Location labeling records
_ _ _

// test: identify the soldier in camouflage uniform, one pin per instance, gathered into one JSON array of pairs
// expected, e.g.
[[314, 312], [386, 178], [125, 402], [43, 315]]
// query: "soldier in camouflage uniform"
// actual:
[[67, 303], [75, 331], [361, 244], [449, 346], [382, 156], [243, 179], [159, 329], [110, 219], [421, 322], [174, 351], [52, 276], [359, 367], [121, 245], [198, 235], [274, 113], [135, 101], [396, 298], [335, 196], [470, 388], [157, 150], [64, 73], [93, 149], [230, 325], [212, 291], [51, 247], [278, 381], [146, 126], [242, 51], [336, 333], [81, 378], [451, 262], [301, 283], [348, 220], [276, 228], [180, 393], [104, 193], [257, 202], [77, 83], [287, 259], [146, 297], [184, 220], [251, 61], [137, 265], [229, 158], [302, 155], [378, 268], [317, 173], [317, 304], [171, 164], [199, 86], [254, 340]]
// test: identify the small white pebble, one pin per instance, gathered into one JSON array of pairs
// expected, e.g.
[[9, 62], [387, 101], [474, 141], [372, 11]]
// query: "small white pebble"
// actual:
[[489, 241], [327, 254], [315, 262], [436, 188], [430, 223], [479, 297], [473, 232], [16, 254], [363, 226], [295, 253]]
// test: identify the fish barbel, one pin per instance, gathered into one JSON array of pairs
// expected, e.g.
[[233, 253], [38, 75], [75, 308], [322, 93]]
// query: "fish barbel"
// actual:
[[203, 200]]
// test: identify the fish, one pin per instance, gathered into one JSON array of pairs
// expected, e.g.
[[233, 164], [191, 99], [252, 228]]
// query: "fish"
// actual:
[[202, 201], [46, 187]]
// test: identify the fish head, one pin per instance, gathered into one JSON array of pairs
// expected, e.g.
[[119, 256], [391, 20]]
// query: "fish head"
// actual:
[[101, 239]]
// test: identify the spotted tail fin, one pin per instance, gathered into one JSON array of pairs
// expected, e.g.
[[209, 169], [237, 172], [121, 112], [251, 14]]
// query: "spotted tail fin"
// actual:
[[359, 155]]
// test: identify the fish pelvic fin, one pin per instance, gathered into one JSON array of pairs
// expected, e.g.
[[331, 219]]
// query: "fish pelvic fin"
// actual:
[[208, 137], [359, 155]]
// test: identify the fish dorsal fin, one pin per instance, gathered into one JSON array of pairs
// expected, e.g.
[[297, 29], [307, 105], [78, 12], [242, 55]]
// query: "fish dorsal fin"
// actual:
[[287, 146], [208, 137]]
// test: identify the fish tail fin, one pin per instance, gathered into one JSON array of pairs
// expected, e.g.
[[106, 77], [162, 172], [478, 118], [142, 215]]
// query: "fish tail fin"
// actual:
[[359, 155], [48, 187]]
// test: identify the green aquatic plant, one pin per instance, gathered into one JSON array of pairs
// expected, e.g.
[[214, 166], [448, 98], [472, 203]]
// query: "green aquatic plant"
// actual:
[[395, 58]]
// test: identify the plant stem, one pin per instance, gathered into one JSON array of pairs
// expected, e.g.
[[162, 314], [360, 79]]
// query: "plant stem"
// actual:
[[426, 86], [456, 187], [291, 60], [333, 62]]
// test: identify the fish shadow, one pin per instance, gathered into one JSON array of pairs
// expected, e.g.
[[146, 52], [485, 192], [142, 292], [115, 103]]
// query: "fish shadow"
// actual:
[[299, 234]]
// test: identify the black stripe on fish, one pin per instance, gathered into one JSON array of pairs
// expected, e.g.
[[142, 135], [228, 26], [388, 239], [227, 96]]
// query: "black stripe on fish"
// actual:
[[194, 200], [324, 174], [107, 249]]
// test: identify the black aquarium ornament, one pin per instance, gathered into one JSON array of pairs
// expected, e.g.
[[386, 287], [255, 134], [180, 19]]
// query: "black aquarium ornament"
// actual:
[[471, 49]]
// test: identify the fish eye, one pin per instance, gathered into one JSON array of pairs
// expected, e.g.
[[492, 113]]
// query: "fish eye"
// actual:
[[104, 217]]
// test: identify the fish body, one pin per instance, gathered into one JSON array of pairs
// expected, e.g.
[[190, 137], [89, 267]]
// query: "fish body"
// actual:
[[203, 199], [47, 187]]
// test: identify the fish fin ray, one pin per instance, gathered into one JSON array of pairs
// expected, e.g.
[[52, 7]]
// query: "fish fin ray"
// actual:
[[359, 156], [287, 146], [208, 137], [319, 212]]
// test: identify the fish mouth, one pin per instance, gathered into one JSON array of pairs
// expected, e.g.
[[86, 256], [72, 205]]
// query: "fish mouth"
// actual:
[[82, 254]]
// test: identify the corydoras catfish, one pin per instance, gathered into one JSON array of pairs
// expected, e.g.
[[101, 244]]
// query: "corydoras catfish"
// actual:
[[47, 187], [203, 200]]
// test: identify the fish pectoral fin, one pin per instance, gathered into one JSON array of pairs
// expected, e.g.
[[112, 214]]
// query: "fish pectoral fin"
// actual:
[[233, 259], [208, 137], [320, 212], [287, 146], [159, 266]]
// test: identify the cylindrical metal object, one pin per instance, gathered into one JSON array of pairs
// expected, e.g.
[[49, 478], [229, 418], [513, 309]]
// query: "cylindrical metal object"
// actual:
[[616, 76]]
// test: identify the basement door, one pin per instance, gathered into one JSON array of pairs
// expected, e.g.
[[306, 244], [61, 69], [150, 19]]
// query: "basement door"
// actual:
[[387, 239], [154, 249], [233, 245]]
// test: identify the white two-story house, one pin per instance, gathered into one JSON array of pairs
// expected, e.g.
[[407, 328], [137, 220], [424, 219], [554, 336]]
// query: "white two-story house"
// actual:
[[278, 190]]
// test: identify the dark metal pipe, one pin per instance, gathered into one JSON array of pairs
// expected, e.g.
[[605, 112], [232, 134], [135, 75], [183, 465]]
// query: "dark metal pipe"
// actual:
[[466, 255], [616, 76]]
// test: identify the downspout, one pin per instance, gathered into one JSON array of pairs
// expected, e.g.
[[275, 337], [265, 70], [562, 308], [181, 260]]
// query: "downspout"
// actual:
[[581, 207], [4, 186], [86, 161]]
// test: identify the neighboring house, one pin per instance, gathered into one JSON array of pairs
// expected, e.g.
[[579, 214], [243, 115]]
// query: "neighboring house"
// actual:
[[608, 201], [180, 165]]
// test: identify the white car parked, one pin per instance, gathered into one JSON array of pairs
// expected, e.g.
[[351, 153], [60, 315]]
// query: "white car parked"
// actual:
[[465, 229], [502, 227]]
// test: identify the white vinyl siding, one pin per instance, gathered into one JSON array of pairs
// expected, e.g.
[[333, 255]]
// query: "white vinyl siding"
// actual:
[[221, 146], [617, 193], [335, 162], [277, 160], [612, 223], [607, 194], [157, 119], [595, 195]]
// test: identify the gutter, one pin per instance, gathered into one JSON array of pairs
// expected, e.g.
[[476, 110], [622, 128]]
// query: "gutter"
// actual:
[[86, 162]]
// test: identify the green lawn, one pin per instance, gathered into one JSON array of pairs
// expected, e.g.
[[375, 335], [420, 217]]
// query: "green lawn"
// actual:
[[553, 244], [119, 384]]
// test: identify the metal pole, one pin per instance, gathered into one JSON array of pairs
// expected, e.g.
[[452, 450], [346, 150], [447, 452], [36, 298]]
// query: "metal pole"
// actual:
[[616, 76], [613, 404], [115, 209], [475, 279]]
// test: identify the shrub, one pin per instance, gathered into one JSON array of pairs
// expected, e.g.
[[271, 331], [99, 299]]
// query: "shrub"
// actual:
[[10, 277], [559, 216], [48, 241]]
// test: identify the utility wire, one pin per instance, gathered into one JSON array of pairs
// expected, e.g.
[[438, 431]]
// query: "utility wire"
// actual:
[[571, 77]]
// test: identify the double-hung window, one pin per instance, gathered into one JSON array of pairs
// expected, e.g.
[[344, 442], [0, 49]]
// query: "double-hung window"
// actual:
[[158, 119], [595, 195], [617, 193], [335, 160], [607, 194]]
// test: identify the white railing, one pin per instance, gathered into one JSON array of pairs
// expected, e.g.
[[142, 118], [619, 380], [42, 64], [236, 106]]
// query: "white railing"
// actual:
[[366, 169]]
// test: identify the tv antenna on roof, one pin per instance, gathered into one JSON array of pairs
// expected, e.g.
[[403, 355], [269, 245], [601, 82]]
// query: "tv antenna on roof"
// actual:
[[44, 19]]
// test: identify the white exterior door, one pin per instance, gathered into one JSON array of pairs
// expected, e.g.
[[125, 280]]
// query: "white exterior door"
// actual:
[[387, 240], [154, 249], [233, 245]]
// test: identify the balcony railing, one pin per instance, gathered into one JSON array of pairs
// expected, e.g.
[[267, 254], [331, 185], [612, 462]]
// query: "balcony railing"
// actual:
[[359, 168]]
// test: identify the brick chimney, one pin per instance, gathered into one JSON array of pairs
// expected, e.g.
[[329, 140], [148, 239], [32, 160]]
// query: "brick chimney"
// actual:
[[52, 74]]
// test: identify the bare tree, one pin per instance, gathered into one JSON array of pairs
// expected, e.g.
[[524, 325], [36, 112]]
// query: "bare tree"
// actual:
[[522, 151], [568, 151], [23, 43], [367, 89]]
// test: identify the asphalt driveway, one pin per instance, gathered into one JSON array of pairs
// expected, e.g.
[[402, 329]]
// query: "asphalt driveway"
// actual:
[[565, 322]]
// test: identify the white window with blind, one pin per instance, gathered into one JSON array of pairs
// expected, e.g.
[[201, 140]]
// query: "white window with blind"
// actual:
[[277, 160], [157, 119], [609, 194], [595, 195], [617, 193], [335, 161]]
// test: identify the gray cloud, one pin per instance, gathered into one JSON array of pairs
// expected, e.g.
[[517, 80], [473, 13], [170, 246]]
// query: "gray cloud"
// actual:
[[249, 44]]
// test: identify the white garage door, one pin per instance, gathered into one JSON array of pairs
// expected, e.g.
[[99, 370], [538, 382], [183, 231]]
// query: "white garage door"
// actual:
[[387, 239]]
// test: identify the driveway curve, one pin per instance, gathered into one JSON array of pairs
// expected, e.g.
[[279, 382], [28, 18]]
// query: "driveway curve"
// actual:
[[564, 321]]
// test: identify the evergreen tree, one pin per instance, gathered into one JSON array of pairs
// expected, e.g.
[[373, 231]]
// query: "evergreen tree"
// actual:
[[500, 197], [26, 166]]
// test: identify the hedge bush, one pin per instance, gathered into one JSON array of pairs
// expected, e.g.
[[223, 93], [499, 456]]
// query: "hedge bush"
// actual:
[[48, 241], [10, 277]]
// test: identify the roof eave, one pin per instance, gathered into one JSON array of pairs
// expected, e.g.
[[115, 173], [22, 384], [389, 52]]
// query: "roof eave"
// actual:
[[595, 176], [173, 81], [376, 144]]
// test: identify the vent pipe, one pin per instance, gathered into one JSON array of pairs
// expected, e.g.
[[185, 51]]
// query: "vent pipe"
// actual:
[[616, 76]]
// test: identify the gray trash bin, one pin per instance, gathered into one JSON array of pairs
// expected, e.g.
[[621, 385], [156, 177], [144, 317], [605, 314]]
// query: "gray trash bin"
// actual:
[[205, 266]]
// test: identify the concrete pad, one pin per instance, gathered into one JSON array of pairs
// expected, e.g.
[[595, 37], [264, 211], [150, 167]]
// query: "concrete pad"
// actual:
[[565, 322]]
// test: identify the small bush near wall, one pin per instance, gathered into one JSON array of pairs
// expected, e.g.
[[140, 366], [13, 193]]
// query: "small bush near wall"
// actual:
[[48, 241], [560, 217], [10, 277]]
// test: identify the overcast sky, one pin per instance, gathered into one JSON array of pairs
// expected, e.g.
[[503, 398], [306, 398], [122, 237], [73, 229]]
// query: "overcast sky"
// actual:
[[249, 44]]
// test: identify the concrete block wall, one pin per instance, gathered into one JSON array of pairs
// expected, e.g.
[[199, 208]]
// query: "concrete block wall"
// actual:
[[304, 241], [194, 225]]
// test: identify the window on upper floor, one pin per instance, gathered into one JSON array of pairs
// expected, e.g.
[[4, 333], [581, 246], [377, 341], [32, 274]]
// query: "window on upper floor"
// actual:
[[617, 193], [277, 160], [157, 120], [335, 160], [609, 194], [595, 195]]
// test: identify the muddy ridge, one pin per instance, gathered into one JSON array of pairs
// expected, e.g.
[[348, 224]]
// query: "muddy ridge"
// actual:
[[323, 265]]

_ _ _

What the task requires:
Can you repeat, word for word, the part of the material above that opens with the line containing "identify the overcast" and closes with the line containing "[[304, 241], [194, 225]]", including both of those lines?

Result below:
// test: identify the overcast sky, one pin per instance, gathered into one JSON array of pairs
// expected, e.g.
[[503, 398], [306, 398], [122, 237], [73, 229]]
// query: "overcast sky"
// actual:
[[249, 44]]
// test: identify the concrete block wall, one pin per instance, gathered into one JSON array of pairs
// expected, e.g.
[[199, 208]]
// query: "concrete block wall"
// actual:
[[304, 241], [194, 225]]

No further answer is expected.